SET PROBLEM: Show each line of the records below that contains the string "blue", matching case exactly.

Start of GIVEN RECORDS

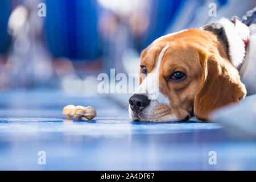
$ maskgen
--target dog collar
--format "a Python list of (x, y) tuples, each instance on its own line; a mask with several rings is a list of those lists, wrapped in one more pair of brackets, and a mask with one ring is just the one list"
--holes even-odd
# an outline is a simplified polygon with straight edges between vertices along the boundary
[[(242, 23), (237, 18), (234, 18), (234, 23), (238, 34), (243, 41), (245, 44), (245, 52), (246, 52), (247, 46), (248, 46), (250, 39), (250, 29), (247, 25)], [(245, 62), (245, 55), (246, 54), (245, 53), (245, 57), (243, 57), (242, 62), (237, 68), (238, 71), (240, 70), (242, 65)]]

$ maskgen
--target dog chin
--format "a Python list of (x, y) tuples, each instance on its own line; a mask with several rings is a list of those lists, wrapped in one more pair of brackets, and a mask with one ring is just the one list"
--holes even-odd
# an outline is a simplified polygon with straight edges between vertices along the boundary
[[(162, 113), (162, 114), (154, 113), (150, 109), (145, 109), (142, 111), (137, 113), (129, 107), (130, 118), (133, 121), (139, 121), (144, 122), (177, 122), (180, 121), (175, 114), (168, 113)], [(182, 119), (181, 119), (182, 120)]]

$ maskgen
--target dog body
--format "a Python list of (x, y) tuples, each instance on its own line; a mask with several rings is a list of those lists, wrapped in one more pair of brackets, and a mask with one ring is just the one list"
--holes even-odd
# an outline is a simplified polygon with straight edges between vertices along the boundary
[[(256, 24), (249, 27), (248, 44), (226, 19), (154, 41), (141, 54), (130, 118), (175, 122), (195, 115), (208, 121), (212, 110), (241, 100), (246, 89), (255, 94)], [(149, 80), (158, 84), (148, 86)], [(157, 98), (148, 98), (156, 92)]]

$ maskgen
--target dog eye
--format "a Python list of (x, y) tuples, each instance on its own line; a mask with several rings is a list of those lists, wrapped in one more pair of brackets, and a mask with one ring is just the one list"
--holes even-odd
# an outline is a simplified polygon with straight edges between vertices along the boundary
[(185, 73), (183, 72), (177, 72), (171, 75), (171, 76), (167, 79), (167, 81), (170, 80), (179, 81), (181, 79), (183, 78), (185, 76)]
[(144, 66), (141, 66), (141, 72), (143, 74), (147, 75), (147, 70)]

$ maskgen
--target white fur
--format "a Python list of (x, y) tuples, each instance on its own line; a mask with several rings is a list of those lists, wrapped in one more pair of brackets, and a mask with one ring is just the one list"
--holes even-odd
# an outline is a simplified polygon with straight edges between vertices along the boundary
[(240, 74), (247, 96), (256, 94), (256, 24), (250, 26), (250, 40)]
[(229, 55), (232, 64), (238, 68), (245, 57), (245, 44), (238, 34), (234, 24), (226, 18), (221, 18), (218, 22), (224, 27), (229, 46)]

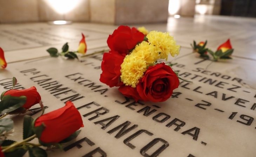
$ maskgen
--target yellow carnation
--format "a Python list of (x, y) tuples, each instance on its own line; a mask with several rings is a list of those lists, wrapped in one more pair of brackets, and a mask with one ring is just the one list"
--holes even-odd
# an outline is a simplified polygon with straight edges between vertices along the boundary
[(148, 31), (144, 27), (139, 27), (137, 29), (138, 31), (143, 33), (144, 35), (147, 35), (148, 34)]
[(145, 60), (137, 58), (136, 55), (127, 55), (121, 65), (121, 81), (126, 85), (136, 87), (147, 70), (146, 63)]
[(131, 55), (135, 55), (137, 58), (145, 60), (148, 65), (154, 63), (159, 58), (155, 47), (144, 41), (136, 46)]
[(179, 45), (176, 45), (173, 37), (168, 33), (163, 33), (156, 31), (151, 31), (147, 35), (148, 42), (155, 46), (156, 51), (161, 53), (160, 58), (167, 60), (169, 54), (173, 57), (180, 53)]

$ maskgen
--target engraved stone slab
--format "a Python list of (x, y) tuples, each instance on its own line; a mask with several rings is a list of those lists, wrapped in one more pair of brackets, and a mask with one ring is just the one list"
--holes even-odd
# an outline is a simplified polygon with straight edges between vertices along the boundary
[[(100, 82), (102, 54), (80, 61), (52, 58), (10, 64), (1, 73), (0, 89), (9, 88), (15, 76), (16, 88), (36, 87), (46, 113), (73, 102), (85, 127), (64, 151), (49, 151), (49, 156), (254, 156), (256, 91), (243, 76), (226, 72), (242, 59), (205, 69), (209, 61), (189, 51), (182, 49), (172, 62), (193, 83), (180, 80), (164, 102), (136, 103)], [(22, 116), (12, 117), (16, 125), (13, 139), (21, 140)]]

End of GIVEN RECORDS
Start of GIVEN RECORDS

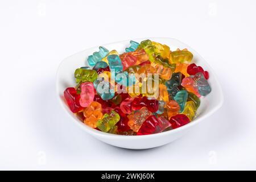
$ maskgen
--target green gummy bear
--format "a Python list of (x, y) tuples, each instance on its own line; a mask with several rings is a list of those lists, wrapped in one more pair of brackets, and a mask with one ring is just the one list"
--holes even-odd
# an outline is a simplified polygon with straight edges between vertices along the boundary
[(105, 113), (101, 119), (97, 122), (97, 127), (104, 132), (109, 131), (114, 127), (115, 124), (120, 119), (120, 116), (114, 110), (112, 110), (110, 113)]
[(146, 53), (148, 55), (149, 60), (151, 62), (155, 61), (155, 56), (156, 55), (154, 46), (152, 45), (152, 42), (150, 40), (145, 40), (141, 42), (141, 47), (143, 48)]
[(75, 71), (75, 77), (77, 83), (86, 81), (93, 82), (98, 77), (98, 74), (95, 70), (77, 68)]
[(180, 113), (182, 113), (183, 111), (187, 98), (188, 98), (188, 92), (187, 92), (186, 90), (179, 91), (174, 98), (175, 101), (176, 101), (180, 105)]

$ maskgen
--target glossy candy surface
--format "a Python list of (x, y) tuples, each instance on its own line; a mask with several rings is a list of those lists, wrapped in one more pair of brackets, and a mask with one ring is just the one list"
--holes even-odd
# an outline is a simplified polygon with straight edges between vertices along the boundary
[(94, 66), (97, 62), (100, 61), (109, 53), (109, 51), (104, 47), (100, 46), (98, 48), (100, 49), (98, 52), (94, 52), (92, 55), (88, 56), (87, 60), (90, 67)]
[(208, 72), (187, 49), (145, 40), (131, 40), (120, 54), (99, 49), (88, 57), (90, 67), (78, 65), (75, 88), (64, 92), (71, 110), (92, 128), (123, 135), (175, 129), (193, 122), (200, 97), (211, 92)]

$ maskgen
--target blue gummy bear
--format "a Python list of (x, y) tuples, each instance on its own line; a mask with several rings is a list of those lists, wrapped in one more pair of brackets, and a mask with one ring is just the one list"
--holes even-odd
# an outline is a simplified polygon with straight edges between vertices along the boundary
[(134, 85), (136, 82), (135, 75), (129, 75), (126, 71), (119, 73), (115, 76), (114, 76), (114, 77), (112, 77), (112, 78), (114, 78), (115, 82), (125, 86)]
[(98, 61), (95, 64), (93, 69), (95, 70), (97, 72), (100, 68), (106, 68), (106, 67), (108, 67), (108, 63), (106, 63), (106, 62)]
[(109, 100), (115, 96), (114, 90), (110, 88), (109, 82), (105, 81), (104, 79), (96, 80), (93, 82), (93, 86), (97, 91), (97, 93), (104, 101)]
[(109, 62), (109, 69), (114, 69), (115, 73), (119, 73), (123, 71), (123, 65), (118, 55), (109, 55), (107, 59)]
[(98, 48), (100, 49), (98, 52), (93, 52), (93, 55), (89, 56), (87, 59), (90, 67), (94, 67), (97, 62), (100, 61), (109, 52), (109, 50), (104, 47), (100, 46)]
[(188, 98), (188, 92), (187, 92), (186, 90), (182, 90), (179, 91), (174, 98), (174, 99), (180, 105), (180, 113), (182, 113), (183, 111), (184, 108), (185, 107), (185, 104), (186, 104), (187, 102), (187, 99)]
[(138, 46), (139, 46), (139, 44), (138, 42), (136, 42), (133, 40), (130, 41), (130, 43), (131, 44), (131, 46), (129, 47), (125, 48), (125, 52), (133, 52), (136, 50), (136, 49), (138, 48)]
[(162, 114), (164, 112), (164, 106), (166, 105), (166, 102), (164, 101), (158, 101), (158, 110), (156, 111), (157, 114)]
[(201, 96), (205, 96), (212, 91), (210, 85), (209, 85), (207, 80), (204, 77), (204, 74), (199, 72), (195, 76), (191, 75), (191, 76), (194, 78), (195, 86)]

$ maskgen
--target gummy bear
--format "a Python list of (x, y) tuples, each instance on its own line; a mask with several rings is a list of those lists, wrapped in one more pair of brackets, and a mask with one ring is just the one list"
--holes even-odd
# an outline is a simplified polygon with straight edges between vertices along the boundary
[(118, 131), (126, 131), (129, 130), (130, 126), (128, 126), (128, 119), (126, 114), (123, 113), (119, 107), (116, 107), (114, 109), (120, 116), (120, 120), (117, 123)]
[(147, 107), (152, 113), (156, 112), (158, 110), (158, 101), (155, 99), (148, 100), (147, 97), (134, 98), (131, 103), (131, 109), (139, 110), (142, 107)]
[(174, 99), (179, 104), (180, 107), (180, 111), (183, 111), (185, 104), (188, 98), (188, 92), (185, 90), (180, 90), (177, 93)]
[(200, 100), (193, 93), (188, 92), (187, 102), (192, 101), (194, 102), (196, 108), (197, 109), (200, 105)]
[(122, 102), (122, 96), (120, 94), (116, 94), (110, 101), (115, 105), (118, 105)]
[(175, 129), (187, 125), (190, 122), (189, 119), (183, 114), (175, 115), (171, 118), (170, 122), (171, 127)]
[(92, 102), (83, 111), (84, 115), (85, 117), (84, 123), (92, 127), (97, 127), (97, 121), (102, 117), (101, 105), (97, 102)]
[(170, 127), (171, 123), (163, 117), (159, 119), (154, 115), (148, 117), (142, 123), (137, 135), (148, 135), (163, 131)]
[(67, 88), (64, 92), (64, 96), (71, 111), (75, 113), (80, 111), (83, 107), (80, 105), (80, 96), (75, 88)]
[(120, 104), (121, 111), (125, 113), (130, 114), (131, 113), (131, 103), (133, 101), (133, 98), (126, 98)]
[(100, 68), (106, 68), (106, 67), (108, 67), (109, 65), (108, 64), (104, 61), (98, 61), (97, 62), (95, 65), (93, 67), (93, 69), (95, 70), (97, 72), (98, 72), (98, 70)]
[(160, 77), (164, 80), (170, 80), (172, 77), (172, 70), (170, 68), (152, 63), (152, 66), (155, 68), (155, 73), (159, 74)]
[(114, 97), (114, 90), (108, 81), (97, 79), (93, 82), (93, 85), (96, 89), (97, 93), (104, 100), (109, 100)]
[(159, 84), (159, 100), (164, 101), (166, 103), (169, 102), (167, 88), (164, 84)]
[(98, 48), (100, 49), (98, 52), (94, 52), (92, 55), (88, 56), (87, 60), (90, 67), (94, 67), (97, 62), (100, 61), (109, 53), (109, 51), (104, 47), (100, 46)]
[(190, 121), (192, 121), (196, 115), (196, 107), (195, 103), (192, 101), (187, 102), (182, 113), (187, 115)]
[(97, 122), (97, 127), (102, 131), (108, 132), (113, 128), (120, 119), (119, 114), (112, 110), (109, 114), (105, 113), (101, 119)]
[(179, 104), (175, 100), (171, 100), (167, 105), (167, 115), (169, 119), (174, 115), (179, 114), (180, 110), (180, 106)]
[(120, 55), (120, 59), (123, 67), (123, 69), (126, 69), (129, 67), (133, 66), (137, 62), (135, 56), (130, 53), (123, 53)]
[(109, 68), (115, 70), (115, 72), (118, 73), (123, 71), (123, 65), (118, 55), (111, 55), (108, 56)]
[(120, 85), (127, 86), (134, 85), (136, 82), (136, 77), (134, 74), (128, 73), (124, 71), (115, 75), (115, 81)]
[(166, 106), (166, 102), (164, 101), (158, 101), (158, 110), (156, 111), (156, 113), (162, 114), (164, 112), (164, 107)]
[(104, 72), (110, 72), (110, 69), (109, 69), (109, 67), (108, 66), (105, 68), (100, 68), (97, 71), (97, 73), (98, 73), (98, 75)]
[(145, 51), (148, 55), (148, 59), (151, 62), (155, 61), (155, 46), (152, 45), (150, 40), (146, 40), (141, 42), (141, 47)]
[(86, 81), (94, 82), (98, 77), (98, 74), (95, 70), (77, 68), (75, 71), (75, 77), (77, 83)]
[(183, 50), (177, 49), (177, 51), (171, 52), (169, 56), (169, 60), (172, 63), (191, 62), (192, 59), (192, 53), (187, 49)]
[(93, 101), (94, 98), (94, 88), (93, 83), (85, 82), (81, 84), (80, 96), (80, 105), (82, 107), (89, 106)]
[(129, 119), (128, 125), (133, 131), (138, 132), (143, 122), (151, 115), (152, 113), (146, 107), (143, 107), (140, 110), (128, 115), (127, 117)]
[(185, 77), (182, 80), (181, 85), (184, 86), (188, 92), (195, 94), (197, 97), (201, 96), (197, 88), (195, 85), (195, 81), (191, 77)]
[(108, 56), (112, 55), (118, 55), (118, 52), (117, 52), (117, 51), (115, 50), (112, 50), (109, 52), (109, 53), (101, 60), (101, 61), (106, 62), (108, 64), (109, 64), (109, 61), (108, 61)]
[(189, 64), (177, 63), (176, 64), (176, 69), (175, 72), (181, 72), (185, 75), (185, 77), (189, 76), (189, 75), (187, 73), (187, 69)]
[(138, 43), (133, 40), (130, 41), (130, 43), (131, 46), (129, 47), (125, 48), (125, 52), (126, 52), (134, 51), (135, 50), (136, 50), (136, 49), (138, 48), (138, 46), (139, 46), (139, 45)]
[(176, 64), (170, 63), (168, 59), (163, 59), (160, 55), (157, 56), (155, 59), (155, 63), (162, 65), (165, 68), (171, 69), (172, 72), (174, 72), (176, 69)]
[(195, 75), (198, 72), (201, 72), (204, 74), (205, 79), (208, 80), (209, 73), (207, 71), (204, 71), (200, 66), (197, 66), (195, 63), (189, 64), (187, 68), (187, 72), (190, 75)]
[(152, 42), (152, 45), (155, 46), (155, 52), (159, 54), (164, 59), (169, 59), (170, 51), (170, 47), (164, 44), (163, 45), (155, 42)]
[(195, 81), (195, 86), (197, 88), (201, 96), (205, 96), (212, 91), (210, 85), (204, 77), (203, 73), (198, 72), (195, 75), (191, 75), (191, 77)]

End of GIVEN RECORDS
Start of GIVEN RECORDS

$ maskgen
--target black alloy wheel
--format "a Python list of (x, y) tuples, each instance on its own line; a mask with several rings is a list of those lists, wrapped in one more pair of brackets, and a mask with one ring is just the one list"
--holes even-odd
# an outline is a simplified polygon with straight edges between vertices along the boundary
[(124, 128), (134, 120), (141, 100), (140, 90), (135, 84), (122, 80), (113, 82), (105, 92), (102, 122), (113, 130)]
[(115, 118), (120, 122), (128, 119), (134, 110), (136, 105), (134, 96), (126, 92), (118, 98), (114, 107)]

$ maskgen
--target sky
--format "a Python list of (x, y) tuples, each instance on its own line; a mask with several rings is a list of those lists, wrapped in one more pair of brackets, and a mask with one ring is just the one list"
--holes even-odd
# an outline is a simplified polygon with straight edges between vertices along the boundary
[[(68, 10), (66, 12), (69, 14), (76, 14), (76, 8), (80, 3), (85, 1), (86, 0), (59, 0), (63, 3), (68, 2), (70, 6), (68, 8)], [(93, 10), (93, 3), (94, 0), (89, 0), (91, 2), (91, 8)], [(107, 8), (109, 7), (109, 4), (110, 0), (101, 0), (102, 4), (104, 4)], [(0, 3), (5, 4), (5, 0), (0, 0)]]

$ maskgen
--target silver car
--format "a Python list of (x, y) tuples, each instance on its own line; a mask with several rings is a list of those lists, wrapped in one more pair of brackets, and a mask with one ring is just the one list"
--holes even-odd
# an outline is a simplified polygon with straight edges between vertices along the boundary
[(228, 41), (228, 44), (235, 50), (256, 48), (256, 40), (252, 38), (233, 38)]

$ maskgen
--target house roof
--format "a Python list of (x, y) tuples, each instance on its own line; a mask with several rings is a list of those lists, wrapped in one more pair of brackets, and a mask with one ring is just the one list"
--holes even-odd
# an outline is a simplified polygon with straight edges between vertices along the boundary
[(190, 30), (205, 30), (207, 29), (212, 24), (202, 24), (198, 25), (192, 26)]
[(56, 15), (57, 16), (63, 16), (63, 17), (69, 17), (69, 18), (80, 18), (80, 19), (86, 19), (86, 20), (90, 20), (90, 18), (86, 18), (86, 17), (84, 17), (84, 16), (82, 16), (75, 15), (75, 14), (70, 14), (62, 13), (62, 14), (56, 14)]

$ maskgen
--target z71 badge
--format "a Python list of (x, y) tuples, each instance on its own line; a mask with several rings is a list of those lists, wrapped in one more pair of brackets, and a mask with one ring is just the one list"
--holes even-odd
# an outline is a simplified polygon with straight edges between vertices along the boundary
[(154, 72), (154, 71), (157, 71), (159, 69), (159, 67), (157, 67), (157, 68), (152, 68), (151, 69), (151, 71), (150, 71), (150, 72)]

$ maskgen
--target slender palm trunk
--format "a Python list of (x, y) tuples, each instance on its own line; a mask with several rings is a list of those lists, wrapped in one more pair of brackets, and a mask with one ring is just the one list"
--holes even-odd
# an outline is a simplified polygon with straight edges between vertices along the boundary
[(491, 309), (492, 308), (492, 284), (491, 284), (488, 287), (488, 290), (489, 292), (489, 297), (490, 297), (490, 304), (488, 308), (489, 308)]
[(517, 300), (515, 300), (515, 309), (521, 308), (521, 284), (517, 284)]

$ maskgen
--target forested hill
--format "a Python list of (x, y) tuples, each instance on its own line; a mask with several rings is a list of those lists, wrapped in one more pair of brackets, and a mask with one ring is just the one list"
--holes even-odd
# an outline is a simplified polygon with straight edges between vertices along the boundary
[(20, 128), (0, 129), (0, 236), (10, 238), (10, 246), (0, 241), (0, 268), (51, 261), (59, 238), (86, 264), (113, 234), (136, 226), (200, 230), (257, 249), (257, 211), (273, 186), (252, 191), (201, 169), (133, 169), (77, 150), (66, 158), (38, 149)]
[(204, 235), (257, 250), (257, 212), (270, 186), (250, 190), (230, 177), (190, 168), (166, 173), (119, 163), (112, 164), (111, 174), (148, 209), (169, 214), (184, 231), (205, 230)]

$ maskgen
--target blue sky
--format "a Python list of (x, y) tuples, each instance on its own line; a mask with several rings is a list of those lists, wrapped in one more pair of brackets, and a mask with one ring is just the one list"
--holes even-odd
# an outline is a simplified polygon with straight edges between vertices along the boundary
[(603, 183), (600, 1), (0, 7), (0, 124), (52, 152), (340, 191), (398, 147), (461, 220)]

End of GIVEN RECORDS

SOLUTION FOR THIS PROBLEM:
--target blue gummy bear
--target blue sky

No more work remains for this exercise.